* **Page extract**

# Glacier White S3 Premium + Is Ready for Delivery at Audi Chantilly



## [email protected] (Apr 9, 2004)

We're about to launch an S3 project with Rick Goyal who works in Herndon at Audi of America. Rick is over at Audi Chantilly today and his red S3 is being PDIed as we speak. He called to let me know (and I'm passing.... silly me) that they have an Glacier White Premium + that he think has already even been PDIed and is ready to go. Sticker is $46K. If you're interested, call Audi Chantilly and ask ontact Sharon Gingell to purchase. 703-956-2128 [email protected]... and tell her Rick who bought the red car let you know.

I normally wouldn't make this kind of post, but given this is the first "available" car I know of, I figured I'd pass it along.


----------



## [email protected] (Apr 9, 2004)

a few pics he sent over....


----------



## Xanlith (Apr 19, 2014)

Glacier is good looking too. Everytime I see a different color I have to pull up the Sepang photos I have and assure myself I picked the right color!


----------



## JGreen76 (Aug 25, 2012)

Sick! I am taking delivery of mine with the same specs in 3 hours.


----------



## twenzel (Jan 20, 2011)

Xanlith said:


> Glacier is good looking too. Everytime I see a different color I have to pull up the Sepang photos I have and assure myself I picked the right color!


I just did the same thing. lol


----------



## tt-ho (May 26, 2011)

Xanlith said:


> Glacier is good looking too. Everytime I see a different color I have to pull up the Sepang photos I have and assure myself I picked the right color!


Glacier white is nice but Sepang is better for sure! All about the blueeeee :laugh:


----------



## Wiley337 (May 1, 2002)

[email protected] said:


> ... this is the first "available" car I know of, I figured I'd pass it along.


This is interesting. A non-Daytona launch edition in the USA. I thought it was going to be until October until we saw more S3s. I guess the dealers get an allocation that is between the launch edition and before the customer orders that were made in June. My question is do the dealers get to decide what the configuration is? For example who picked the glacial white and premium vs. say sepang and prestige?

* **Short task**
What sticker price does the Audi S3 thread give for the Glacier White Premium + car at Audi Chantilly? The data comes from a separate, unrelated source.

* **Material provided**

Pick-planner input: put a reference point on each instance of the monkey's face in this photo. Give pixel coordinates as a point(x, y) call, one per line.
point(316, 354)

* **Reply to the task**
$46K.